## Point-per-instance localization data:
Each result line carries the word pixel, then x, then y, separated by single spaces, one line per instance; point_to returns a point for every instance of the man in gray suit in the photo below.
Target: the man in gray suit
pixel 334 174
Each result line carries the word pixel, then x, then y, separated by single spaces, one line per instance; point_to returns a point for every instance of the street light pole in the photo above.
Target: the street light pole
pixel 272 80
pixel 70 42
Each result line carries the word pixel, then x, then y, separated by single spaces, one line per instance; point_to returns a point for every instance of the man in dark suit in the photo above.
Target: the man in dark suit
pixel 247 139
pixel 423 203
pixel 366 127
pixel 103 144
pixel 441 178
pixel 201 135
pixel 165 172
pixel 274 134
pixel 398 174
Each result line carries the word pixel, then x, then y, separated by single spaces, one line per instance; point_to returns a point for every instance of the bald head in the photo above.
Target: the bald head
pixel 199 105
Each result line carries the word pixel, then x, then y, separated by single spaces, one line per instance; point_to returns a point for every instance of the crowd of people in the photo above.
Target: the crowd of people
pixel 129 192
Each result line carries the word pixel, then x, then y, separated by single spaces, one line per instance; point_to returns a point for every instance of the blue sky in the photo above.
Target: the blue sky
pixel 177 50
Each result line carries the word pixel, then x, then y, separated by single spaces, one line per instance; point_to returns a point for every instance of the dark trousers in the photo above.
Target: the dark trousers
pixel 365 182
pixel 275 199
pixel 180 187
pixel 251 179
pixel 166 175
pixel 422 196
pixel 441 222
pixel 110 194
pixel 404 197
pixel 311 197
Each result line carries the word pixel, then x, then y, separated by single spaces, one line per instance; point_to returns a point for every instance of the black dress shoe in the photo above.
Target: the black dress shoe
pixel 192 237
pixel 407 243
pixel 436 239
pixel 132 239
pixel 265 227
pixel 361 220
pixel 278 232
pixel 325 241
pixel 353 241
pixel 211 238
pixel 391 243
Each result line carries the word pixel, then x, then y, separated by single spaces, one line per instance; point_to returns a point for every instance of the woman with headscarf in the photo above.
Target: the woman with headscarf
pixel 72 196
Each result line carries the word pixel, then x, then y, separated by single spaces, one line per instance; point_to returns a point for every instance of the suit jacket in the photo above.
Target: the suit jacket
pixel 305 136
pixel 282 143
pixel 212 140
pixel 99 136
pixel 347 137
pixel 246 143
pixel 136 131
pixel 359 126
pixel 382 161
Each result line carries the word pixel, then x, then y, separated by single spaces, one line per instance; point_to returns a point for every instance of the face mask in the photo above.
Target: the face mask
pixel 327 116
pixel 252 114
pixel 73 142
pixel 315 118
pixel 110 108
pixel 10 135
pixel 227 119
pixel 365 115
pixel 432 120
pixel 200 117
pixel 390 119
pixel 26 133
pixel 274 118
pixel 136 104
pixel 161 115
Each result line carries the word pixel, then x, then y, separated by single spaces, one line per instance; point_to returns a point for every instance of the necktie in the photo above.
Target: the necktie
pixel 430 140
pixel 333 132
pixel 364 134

## PROBLEM:
Each record above is to be written out again exactly.

## EXERCISE ANSWER:
Each result line carries the word pixel, then x, then y, separated by single spaces, one line per instance; point_to returns a point for every instance of the man in gray suit in the photo below.
Target: the man in gray suit
pixel 334 174
Each result line carries the word pixel, then x, then y, separated by single spaces, one line per instance; point_to returns a point for every instance of the street light pole in the photo above.
Target: the street light pole
pixel 272 80
pixel 70 42
Each result line carries the word pixel, then x, then y, separated by single spaces, one line per instance; point_to returns a point for every instance of the man in dark suit in the photo above.
Target: the man in dark suit
pixel 247 139
pixel 423 203
pixel 366 127
pixel 103 144
pixel 441 178
pixel 201 135
pixel 165 172
pixel 274 134
pixel 398 174
Each result line carries the word pixel, then x, then y, separated by single spaces, one line per instance; point_to returns a point for every instance of the bald head in the photo above.
Target: the bald head
pixel 199 105
Each result line carries the word pixel, then x, then y, separated by single spaces, one line per instance; point_to returns a point for every instance of the crowd of people in the photo above.
Target: the crowd of people
pixel 129 192
Each result line carries the word pixel, then x, then y, separated by single spaces, one line per instance; point_to returns a point for every instance of the blue sky in the photo above.
Target: the blue sky
pixel 177 50
Each result line carries the word pixel, then x, then y, separated by single spaces, one line per instance; point_to returns a point for every instance of the dark trousers in the photo above.
Target: the dark trousers
pixel 365 182
pixel 275 199
pixel 180 187
pixel 251 179
pixel 166 175
pixel 422 196
pixel 441 222
pixel 110 194
pixel 404 197
pixel 311 197
Each result line carries the word pixel, then x, then y, separated by single spaces, one line per instance; point_to returns a point for every instance of the black dress shoe in the photo above.
Target: the black dress shoe
pixel 192 237
pixel 407 243
pixel 436 239
pixel 132 239
pixel 265 227
pixel 361 220
pixel 278 232
pixel 325 241
pixel 353 241
pixel 211 238
pixel 391 243
Each result line carries the word pixel, then x, then y, separated by single spaces, one line per instance; point_to returns a point for every instance of the woman with headscarf in the photo above.
Target: the woman with headscarf
pixel 72 196
Each result line carries the word pixel, then x, then y, separated by single spaces, one line per instance; point_to returns a point for every instance of the suit jacket in the photo above.
Target: the suit jacket
pixel 305 136
pixel 282 143
pixel 212 140
pixel 99 136
pixel 347 137
pixel 246 143
pixel 136 131
pixel 359 126
pixel 382 161
Each result line carries the word pixel, then x, then y, separated by single spaces, one line per instance; point_to returns a point for every instance of the face mask in the photo above.
Target: the face mask
pixel 327 116
pixel 252 114
pixel 73 142
pixel 315 118
pixel 110 108
pixel 10 135
pixel 227 119
pixel 365 115
pixel 432 120
pixel 200 117
pixel 390 119
pixel 26 133
pixel 274 118
pixel 136 104
pixel 161 115
Each result line carries the word pixel, then x, then y, separated by single spaces, one line per instance; point_to returns a point for every instance of the necktie in the photo above.
Target: the necktie
pixel 430 140
pixel 333 132
pixel 364 134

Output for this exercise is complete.